| Brief 1 |
Which lines of the records contain the string "jacket"? Return each of those lines in full.

| Text provided |
**********

However, NAS now seeks to stay discovery with respect to the extra-contractual claims, and
requests that this Court enter an order setting the deadline for discovery for the breach of contract
claim to August 30, 2013, and the deadline for dispositive motions for this claim to September
30, 2013. NAS argues that if this Court stays discovery, NAS would be able to file a motion for
partial summary judgment with respect to the breach of contract claim, which could potentially
dispose of the entire case as to NAS. NAS alleges that there was no coverage for this claim under
the insurance policy and if there was no coverage, NAS could not have breached the contract.
NAS argues that if this Court finds that NAS did not breach the contract, Shaw’s extracontractual claims against it will be rendered moot. Alternatively, if this Court finds that a trial is
necessary of the breach of contract claim, NAS argues that this Court should bifurcate the trial,
trying the breach of contract claim first, and then if necessary, trying the extra-contractual claims
second.
As a preliminary matter, this Court finds that it is premature to request a bifurcation of
the trial at this relatively early stage, and the Court hereby denies NAS’ motion as to this.

**********

| Brief 2 |
Can you summarize the court excerpt above in two sentences?

| Stored data |
**********

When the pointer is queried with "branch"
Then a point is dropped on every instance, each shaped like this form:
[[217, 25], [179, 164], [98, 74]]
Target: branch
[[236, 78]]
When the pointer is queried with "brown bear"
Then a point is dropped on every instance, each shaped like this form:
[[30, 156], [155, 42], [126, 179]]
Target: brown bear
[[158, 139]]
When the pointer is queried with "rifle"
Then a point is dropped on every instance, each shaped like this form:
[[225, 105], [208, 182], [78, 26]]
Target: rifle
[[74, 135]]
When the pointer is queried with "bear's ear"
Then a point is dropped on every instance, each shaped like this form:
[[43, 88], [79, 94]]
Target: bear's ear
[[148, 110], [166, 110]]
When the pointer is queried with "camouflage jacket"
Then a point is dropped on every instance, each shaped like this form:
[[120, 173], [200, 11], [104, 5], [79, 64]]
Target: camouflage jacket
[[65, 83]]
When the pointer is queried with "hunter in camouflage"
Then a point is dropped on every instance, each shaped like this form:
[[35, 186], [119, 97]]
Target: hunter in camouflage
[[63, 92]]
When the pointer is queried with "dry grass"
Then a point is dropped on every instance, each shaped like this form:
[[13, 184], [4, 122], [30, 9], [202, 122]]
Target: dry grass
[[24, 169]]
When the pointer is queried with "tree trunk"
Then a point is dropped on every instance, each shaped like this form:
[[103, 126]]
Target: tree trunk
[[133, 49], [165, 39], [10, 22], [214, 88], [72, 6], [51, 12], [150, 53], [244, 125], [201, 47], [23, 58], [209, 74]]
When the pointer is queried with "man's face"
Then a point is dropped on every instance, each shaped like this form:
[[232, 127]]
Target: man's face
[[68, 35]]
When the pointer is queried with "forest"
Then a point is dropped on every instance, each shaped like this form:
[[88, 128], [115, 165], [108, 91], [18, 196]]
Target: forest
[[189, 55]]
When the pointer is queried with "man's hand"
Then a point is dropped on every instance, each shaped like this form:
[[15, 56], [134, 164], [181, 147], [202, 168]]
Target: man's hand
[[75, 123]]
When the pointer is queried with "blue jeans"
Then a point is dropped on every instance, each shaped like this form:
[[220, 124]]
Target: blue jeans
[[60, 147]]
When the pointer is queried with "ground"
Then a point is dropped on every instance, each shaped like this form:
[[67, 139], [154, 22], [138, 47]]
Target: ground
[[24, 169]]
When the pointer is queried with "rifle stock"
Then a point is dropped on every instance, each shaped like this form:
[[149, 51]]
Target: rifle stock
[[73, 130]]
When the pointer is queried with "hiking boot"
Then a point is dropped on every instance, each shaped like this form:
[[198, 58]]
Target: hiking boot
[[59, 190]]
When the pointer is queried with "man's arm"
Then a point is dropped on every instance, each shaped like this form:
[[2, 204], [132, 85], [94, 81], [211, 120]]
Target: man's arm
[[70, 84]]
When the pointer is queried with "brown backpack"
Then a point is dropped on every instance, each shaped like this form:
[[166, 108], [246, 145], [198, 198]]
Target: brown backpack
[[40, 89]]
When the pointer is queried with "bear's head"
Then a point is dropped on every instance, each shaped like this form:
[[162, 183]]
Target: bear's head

**********

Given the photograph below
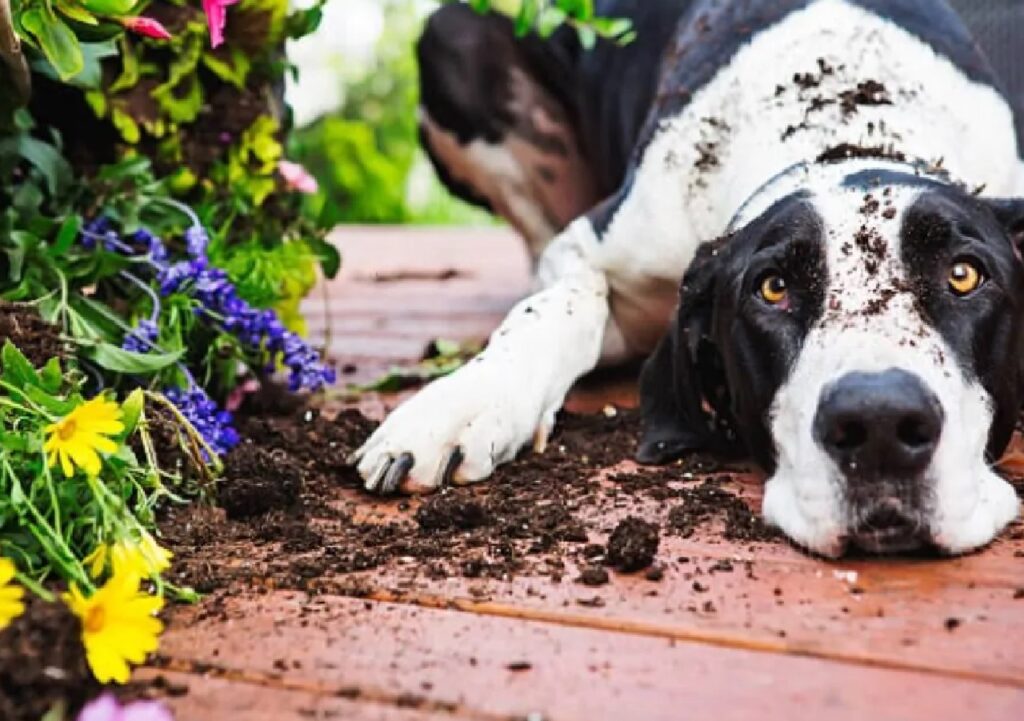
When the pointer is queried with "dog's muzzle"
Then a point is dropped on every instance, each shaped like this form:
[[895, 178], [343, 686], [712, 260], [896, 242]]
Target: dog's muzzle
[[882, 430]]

**********

| Correct result 1 |
When the pointer is queried with "camouflage jacket"
Target: camouflage jacket

| Correct result 2 |
NAS asks the Court to stay discovery on the extra-contractual claims and to set August 30, 2013, and September 30, 2013, as the discovery and dispositive-motion deadlines for the breach of contract claim. It argues that a finding of no breach would make Shaw's extra-contractual claims moot, or else that the trial should be bifurcated, but the Court finds bifurcation premature at this early stage and denies that part of the motion.